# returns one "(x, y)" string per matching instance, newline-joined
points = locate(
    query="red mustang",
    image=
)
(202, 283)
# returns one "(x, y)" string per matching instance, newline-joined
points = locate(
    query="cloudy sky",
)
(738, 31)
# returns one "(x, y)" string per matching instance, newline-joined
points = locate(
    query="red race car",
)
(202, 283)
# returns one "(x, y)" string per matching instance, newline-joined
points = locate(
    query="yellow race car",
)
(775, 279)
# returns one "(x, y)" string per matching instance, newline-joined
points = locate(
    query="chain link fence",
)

• EXERCISE PROMPT:
Which lines above contain the string "query", matching case exactly? Copy out each of those lines.

• SOLUTION TO THE EXERCISE:
    query="red mustang",
    query="cloudy sky",
    query="red race car",
    query="yellow race car",
    query="chain link fence",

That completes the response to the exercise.